Set down the data that follows, exactly and completely.

------

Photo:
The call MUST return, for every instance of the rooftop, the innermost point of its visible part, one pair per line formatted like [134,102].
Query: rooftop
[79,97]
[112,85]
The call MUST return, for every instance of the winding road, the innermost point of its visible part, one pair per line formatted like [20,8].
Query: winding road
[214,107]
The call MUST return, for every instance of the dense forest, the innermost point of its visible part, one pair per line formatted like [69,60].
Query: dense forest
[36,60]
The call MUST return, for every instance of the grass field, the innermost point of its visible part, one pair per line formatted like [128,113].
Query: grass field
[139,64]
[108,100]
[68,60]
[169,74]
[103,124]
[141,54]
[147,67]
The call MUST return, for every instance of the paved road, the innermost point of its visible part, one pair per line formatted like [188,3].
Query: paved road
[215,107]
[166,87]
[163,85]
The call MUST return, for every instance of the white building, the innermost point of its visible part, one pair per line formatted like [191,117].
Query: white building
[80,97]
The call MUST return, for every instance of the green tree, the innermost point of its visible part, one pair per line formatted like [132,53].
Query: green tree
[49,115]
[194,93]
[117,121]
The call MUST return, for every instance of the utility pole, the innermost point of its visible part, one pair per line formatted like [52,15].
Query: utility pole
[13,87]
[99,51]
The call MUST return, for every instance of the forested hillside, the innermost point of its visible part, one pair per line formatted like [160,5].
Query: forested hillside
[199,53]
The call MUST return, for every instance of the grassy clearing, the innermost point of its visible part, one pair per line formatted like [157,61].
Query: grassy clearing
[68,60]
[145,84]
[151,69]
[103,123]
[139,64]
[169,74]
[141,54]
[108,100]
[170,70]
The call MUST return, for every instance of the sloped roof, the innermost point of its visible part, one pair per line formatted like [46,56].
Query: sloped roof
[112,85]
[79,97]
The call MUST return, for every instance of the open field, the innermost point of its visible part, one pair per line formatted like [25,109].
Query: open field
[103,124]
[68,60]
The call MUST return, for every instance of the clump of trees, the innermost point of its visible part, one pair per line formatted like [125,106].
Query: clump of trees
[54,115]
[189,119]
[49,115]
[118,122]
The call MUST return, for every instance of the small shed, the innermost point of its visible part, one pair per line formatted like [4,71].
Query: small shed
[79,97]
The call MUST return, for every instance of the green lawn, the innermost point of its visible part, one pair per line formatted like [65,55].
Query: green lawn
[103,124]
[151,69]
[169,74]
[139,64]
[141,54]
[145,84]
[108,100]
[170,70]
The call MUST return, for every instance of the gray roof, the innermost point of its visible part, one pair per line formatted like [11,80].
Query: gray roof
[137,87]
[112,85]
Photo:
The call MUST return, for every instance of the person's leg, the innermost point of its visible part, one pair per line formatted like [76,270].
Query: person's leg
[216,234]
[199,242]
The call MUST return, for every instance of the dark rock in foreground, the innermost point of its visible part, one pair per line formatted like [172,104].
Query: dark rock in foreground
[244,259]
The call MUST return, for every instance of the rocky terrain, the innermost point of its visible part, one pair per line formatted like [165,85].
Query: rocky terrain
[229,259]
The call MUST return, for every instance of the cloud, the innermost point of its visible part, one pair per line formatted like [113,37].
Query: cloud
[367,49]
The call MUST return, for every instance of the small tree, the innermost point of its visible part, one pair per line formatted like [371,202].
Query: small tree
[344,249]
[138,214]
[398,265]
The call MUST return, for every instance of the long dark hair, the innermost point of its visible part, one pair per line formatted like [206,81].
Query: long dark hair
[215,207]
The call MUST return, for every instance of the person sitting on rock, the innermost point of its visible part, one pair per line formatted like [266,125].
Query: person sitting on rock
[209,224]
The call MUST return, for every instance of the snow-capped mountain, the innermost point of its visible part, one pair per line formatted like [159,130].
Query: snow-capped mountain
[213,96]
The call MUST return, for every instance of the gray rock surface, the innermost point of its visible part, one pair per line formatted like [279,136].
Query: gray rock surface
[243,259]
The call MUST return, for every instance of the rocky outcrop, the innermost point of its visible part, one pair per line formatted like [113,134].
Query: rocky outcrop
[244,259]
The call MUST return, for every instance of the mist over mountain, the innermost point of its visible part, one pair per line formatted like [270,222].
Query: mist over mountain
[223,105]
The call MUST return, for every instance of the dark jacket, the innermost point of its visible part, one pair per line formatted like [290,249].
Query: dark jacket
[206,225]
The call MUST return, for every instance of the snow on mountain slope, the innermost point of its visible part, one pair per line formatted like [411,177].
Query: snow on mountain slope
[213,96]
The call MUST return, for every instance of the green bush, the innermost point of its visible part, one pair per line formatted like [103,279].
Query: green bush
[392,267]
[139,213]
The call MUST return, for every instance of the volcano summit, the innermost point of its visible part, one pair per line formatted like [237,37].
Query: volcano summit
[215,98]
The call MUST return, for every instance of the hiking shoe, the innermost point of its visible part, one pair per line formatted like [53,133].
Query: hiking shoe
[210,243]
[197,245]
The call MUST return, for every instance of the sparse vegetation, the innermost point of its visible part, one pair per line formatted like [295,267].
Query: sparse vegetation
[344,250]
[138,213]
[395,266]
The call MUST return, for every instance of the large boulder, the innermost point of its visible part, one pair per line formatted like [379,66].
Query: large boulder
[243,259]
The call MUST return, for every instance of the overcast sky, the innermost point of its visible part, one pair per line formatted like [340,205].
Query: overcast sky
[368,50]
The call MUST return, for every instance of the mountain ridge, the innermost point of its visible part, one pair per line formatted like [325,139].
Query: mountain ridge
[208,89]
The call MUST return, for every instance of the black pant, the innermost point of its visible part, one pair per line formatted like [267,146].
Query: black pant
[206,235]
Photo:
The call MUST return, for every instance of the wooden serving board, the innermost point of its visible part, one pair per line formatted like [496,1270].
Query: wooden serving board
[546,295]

------

Response area =>
Photo:
The call MUST return, for every instance of the rooftop, the innermost point of its visible part, one pair per line formatted like [134,102].
Query: rooftop
[79,97]
[112,85]
The call MUST return, for every instance of the winding road, the innermost point of its visible part, one pair per line formatted like [20,8].
Query: winding road
[214,107]
The call MUST return, for every instance of the dense forest, the innermost point of its visible part, one pair per line formatted like [69,60].
Query: dense forest
[36,60]
The call MUST return, for every instance of the grass field, the innermost point of its visible part, one pair per line formatted like [128,113].
Query: grass field
[139,64]
[108,100]
[68,60]
[169,74]
[103,124]
[141,54]
[147,67]
The call MUST return, for every instance of the paved road, the innermost point of its visible part, one pair per line formatted like [188,3].
Query: paved road
[215,107]
[166,87]
[163,85]
The call MUST return, for every instance of the white building, the innermost point of its visible part, one pair per line formatted like [191,117].
Query: white building
[80,97]
The call MUST return, for every instance of the green tree, the innermost point of its visible part, one pair per line formatted like [132,53].
Query: green tree
[49,115]
[194,93]
[117,121]
The call MUST return, for every instance of the utility pole, the innermost point of its visible part, one pair per line formatted like [52,15].
Query: utility pole
[13,87]
[99,51]
The call MUST return, for every instance of the forested hillside, the innermost point of its visible part, one pair per line formatted like [160,5].
Query: forested hillside
[199,53]
The call MUST return, for every instance of the grassy clearing, the innermost point of its visible part, one pair per line formatted like [157,61].
Query: grassy clearing
[68,60]
[145,84]
[151,69]
[103,123]
[139,64]
[169,74]
[141,54]
[108,100]
[170,70]
The call MUST return, for every instance of the sloped roof, the innermost point of its visible part, one pair per line formatted like [46,56].
Query: sloped roof
[112,85]
[79,97]
The call MUST return, for every instance of the open field, the innermost point of its visible part, one pair per line formatted like [25,109].
Query: open field
[103,124]
[68,60]
The call MUST return, for every instance of the clump of trees, the innermost point of its visible part, one pair per line formatted like [125,106].
Query: clump of trees
[54,115]
[189,119]
[49,115]
[118,122]
The call MUST return, for every instance of the small shed, the innermost point of its visible part, one pair per line formatted like [4,71].
Query: small shed
[79,97]
The call MUST return, for every instance of the green lawn, the innermost point of its visible part, one pair per line formatted like [65,55].
Query: green lawn
[103,124]
[151,69]
[169,74]
[139,64]
[141,54]
[145,84]
[108,100]
[170,70]
The call MUST return, for every instance of the gray roof, the innermost point of its visible part, one pair per line formatted like [11,80].
Query: gray roof
[137,87]
[112,85]
Photo:
The call MUST return, for every instance of the person's leg, the innermost point of its visible part, one pair per line formatted like [76,270].
Query: person's leg
[216,234]
[199,242]
The call MUST return, for every instance of the dark rock in foreground, the innermost point of its visible part, one pair per line formatted like [172,104].
Query: dark rock in foreground
[244,259]
The call MUST return, for every instance of the rocky terrain, the innermost point of its visible part, one pair per line formatted like [165,85].
Query: rocky terrain
[229,259]
The call MUST return, for every instance of the cloud, the innermost point of its visible part, one pair per line formatted like [113,37].
Query: cloud
[367,49]
The call MUST return, for every instance of the small tree, the innermost point of its visible part, one pair per line formatted like [371,202].
Query: small tree
[344,249]
[138,214]
[398,265]
The call MUST return, for every instance of the long dark hair, the innermost point of its visible part, one pair per line formatted like [206,81].
Query: long dark hair
[215,207]
The call MUST return, for every instance of the person sitting on rock, the innermost point of its visible part, one pair per line formatted like [266,125].
Query: person sitting on rock
[209,224]
The call MUST return, for every instance of the snow-capped mountain, the innermost point of its visible part, one pair per line formatted like [159,130].
Query: snow-capped mountain
[213,96]
The call MUST return, for every instance of the gray rock surface, the innermost point of its visible part, one pair per line formatted like [279,136].
Query: gray rock surface
[243,259]
The call MUST return, for every instance of the rocky outcrop, the innermost point of its visible part, one pair per line formatted like [113,134].
Query: rocky outcrop
[244,259]
The call MUST return, for every instance of the mist over mountain, the innermost point of its visible part, one pair per line formatted like [270,222].
Query: mist over mountain
[223,105]
The call MUST return, for every instance of the dark jacket, the innermost point of its visible part, one pair per line formatted like [290,249].
Query: dark jacket
[206,225]
The call MUST return, for every instance of the snow on mountain slope, the innermost point of its visible part, one pair per line formatted like [411,177].
Query: snow on mountain slope
[213,96]
The call MUST return, for every instance of the green bush, the innermost point of its visible part, one pair per line formatted like [103,279].
Query: green bush
[392,267]
[139,213]
The call MUST return, for every instance of the volcano summit, the innermost point of its visible part, one pair per line formatted like [237,37].
Query: volcano summit
[215,98]
The call MUST return, for every instance of the hiking shoe, the innermost point of its visible part, one pair per line formatted like [53,133].
Query: hiking shoe
[210,243]
[197,245]
The call MUST return, for every instance of the sparse vegetation, the innermost point of its visible part, one pair per line formatted like [295,267].
Query: sparse vegetation
[344,250]
[138,213]
[395,266]
The call MUST return, for every instance of the large boulder, the innermost point of its visible part, one pair per line formatted like [379,66].
Query: large boulder
[243,259]
The call MUST return, for every instance of the overcast sky, the innermost point of its visible part, one pair per line formatted like [340,205].
Query: overcast sky
[368,50]
The call MUST return, for every instance of the mountain ridge, the innermost point of its visible part, one pair per line formatted like [325,139].
Query: mountain ridge
[208,89]
The call MUST return, for every instance of the black pant, the innermost point of its visible part, one pair per line formatted like [267,146].
Query: black pant
[206,235]
Photo:
The call MUST return, for every instance of the wooden serving board, the innermost point of its visible part, one pair per line formatted like [496,1270].
Query: wooden serving board
[546,295]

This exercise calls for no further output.